= The task =
Copy each of the rows below word for word.
╭─ Recorded data
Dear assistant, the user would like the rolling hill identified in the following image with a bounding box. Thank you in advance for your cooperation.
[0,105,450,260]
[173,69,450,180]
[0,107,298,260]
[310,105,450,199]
╰─
= Solution to this exercise =
Dear assistant, the user would like the rolling hill identified in the following image with a bounding box. Thank you in advance for your cooperation.
[0,105,450,260]
[173,69,450,180]
[0,107,298,260]
[310,105,450,199]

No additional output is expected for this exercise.